Exercise instructions: In the listing below, find each line that holds the string "green" and copy it.

Supplied data:

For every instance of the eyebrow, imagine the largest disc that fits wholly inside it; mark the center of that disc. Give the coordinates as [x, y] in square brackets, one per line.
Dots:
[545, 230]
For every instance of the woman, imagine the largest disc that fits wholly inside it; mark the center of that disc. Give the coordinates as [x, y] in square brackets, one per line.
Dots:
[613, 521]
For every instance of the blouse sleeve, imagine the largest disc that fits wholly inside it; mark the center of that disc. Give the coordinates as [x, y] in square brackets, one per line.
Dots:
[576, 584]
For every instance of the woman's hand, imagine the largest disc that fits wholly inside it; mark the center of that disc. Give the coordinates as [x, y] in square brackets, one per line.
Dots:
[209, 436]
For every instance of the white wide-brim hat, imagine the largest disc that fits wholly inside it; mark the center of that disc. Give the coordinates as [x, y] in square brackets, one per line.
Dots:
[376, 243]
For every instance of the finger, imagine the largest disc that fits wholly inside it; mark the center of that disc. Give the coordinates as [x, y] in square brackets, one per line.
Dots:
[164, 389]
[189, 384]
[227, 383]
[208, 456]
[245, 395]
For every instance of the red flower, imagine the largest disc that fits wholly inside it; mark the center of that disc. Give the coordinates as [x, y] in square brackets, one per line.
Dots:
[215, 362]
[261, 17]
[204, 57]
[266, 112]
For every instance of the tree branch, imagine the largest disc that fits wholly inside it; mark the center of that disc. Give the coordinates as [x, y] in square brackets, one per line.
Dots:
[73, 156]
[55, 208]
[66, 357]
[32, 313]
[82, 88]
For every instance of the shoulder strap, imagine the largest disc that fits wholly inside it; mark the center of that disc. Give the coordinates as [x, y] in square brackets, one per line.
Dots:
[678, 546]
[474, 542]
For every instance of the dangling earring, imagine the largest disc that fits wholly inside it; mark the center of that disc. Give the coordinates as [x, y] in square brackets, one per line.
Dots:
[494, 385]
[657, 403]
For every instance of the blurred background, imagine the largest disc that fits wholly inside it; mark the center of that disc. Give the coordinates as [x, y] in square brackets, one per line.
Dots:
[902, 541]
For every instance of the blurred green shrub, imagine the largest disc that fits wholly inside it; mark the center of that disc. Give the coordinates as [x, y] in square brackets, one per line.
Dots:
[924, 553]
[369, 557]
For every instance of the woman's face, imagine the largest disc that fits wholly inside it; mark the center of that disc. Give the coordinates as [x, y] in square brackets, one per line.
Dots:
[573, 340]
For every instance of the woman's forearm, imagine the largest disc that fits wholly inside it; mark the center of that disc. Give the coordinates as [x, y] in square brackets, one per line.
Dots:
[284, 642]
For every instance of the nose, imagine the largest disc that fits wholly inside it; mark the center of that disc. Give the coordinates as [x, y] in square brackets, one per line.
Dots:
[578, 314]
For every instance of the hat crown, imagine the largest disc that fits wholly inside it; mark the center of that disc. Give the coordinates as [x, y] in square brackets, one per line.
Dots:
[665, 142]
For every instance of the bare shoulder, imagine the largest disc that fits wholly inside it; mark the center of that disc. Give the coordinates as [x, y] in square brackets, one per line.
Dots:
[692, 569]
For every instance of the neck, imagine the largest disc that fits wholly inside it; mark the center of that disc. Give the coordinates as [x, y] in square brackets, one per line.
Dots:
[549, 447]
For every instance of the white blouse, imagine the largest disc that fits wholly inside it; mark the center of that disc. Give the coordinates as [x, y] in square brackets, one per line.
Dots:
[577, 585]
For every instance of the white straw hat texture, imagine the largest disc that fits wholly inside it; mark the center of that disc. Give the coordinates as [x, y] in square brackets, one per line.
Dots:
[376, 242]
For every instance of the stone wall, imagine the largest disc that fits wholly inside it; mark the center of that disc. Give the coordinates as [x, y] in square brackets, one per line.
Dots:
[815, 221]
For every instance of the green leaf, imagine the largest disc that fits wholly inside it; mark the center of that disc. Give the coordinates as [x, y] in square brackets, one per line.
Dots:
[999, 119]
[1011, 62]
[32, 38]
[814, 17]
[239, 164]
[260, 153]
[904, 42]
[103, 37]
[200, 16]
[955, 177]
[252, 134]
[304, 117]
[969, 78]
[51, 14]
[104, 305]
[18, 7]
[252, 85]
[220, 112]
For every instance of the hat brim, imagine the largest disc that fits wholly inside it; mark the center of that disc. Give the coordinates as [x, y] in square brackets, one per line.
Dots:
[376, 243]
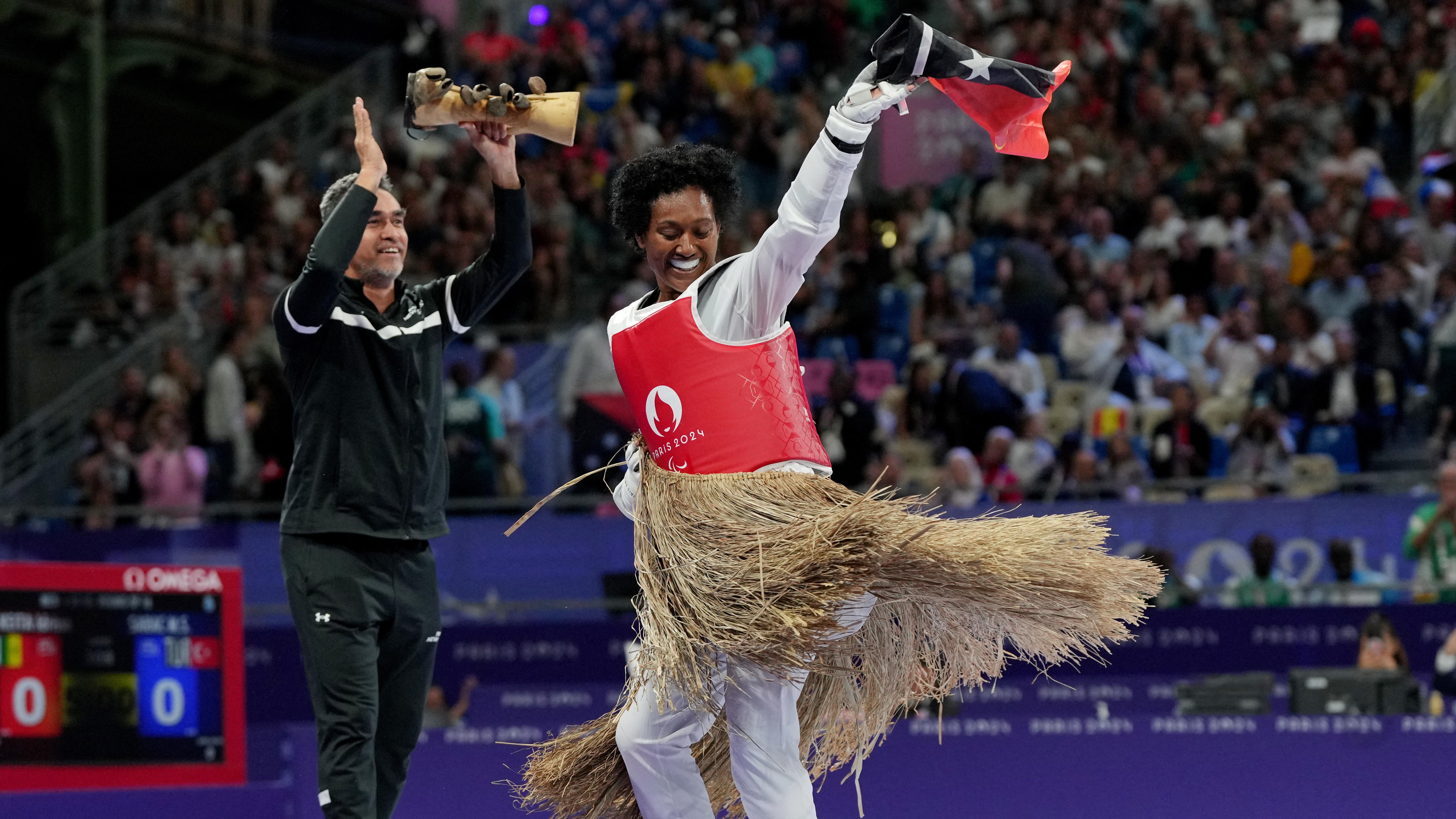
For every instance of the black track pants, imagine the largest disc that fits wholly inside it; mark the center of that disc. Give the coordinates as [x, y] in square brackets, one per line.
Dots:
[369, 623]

Written response:
For every instance of the blurred green shrub, imagine the largest disc that fits wholly inside it; mark the center of that disc. Give the coordinates as [x, y] in square brackets, one per line.
For every instance of the green leaf, imagine the largest disc that fits wholly inside it; mark the center of that disc. Give the coordinates as [x, y] in square brackets, one per line.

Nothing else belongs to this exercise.